= Exercise prompt =
Pull every line from the records that has the word "below" in it.

= Records for the exercise =
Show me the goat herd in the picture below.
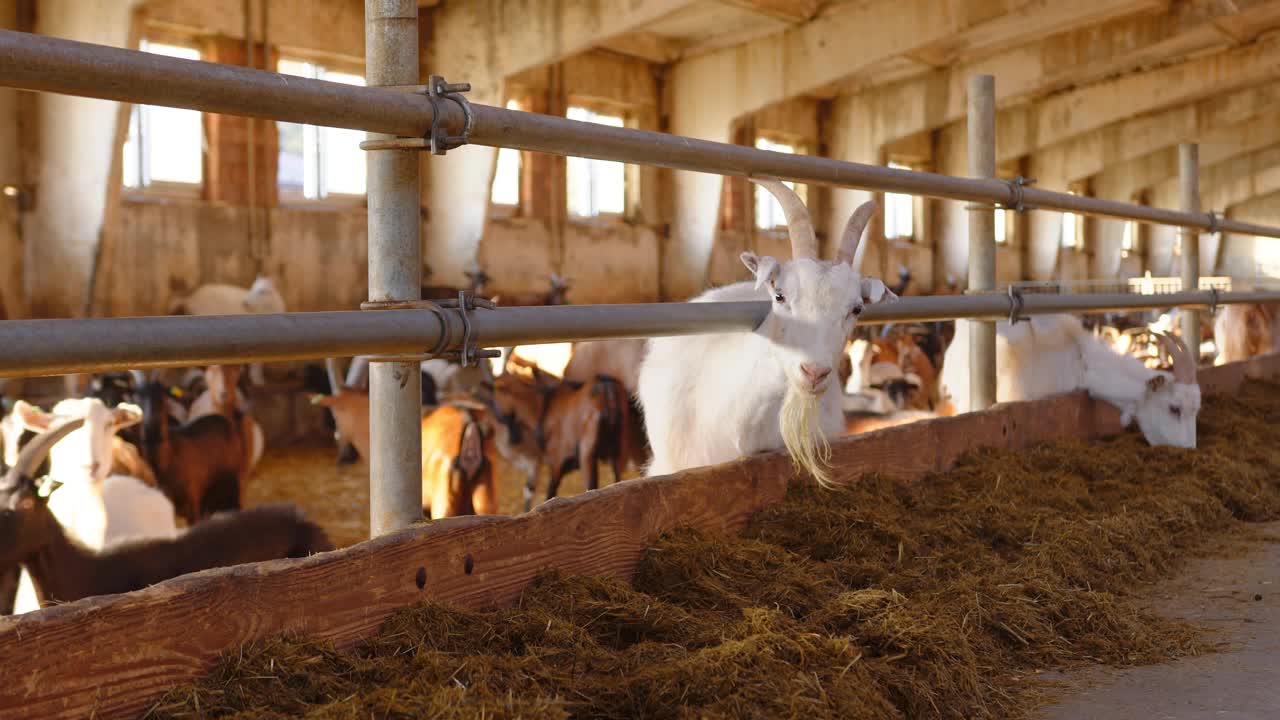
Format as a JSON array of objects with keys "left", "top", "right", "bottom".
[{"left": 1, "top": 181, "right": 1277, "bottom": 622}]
...
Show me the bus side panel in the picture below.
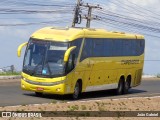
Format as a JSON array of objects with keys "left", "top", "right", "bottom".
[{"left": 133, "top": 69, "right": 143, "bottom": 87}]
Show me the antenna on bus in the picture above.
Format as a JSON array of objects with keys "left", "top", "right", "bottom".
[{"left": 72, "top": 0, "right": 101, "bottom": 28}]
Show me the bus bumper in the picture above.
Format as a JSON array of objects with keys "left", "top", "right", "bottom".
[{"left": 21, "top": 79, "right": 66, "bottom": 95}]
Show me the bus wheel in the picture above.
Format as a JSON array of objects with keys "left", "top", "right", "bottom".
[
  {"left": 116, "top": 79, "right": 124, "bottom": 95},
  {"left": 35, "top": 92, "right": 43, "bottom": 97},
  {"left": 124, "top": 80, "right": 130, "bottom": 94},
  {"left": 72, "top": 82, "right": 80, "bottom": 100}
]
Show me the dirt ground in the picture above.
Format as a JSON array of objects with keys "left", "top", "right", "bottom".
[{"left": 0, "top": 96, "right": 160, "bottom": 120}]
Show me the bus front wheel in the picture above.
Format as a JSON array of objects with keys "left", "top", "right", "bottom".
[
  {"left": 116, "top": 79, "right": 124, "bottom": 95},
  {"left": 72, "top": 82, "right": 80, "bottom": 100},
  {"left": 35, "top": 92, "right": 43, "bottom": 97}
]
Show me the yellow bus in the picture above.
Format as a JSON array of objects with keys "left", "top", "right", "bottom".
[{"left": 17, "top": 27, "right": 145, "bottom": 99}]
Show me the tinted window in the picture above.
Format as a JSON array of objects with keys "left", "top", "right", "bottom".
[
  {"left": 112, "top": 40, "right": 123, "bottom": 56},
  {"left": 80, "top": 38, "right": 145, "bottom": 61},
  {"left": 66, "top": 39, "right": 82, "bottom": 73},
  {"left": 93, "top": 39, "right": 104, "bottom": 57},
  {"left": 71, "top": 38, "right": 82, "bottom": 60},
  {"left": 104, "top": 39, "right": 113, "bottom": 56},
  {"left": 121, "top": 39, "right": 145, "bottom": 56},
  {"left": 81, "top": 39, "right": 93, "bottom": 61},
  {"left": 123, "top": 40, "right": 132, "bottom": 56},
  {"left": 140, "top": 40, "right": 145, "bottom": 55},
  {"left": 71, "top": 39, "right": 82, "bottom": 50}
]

= Exercise response =
Show me the goat herd in the picture below.
Show me the bus side panel in the picture below.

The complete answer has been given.